● Study text

————

Monitor don't log - Peter Gillard-Moss

Look at the market and you see a bunch of products springing up around monitoring, alerting and logging. Graphite, logstash, logster, graylog2, Riemann, splunk to name a few.

To my mind there’s a whole lot of confusion going on. I’m sending logs here, stats there, filtering in this place, alerting over that way somewhere. Logs go this way, that way. Apps send stuff to logs and to alerting systems, then to monitoring dashboards.

It’s a bloody mess that’s what it is. #monitoringsucks

They all solve the same problem

But from different angles. But the problem is the same. It’s about understanding your system. Looking after it in production. Checking it’s working OK and diagnosing and fixing it when it isn’t.

So why so many different solutions?

The problem is logs

Ask a room of developers what they’d do to help diagnose a live bug in their app. Most of them would say ‘add some logging’. Ask them how and they’d reply ‘use log4x to write to a log file’. They’d write some text out to a disk. There’s your problem.

What only a very few would say is add some monitoring. Rather than write out a line to a file that says ‘Connecting to the database’ they’d record a key value pair for active database connections. Rather than writing out ‘Home page requested’ they’d prefer a meaningful data structure detailing the request received. Rather than output ‘Integration point unreachable’ they prefer to send out a tick with the integration point status.

————

● Data under study
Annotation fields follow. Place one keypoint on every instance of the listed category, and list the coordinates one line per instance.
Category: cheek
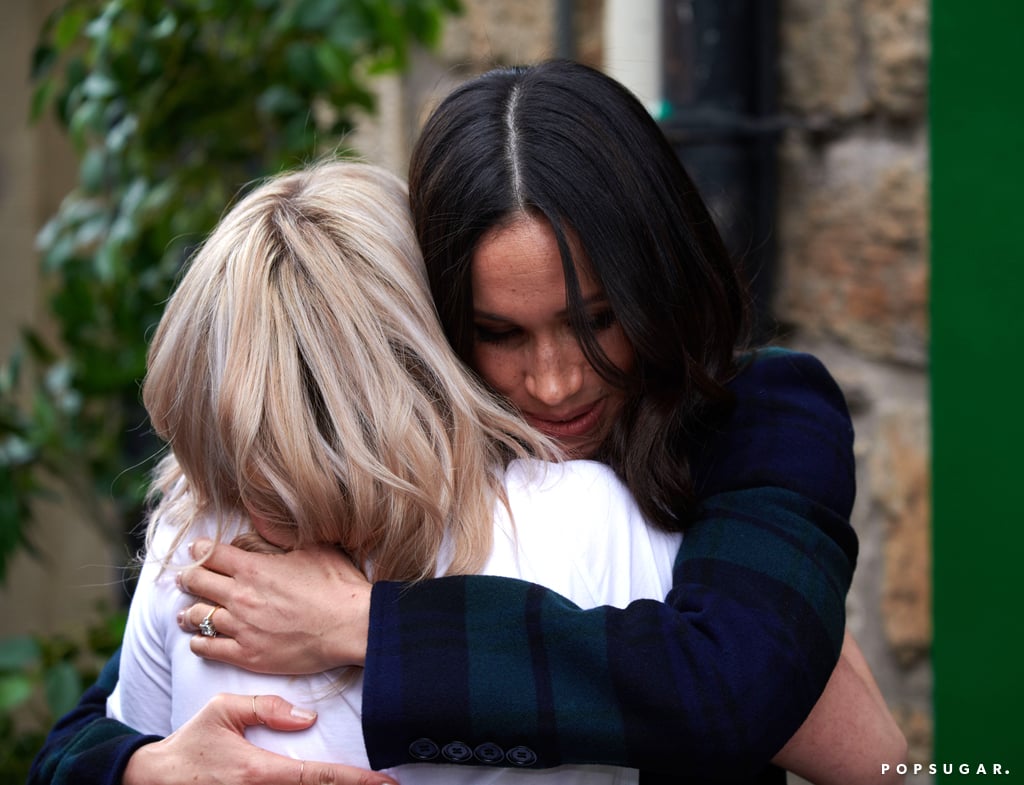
(496, 367)
(619, 350)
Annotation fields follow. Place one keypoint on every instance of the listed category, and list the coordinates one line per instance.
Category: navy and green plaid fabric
(706, 688)
(86, 747)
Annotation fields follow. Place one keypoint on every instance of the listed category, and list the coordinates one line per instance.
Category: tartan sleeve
(85, 747)
(710, 684)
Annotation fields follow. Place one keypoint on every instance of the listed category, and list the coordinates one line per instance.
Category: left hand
(300, 612)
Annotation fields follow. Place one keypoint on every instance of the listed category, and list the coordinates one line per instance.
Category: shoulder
(770, 374)
(790, 429)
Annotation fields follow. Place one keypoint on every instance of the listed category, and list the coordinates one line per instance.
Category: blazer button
(488, 752)
(521, 756)
(457, 752)
(423, 749)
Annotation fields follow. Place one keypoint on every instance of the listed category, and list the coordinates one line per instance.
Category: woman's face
(524, 347)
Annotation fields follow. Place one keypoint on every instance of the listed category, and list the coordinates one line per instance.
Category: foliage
(172, 107)
(41, 679)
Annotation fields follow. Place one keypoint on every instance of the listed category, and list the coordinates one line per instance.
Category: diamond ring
(206, 627)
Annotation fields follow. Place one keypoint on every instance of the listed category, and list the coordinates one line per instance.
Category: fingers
(279, 714)
(275, 712)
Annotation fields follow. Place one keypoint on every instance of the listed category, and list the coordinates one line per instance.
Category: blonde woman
(309, 399)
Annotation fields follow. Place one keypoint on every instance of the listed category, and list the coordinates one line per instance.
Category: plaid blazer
(706, 687)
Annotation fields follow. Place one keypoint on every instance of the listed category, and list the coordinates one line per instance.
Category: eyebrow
(588, 302)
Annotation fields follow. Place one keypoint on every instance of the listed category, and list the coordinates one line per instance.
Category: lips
(570, 426)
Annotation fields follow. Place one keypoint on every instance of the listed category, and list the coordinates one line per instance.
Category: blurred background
(128, 125)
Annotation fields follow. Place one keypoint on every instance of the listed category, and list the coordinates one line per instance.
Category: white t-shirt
(577, 531)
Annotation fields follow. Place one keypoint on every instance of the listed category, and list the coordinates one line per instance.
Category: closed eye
(495, 336)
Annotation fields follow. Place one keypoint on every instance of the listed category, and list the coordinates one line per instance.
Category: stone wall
(853, 278)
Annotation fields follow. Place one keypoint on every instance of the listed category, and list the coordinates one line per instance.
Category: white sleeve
(579, 531)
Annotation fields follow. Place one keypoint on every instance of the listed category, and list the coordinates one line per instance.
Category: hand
(211, 747)
(300, 612)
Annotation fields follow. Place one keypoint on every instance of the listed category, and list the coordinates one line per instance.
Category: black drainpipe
(720, 116)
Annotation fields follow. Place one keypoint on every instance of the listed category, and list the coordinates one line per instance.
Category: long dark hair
(566, 143)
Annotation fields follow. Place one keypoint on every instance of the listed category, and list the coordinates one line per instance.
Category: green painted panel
(977, 143)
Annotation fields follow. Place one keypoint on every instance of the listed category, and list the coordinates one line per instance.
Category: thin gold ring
(256, 713)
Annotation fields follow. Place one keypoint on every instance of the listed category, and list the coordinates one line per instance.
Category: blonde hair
(300, 375)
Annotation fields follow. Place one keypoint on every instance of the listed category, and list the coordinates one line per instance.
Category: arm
(84, 746)
(87, 748)
(849, 733)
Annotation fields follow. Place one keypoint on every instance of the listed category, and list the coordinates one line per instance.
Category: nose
(555, 372)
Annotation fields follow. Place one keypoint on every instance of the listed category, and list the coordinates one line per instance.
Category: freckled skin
(524, 346)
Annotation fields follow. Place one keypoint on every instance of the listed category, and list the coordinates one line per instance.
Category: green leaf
(14, 690)
(18, 653)
(69, 28)
(62, 686)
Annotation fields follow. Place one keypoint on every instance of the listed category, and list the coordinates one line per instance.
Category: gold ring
(206, 627)
(256, 713)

————

● Work task 1
Print everything in the article on monitoring and logging from "The problem is logs" down to "There’s your problem.".
● Work task 2
In the article on monitoring and logging, what would most developers say they'd do to help diagnose a live bug in their app?
The material is unrelated to the article on monitoring and logging.

● Written reply 1
The problem is logs

Ask a room of developers what they’d do to help diagnose a live bug in their app. Most of them would say ‘add some logging’. Ask them how and they’d reply ‘use log4x to write to a log file’. They’d write some text out to a disk. There’s your problem.

● Written reply 2
Add some logging.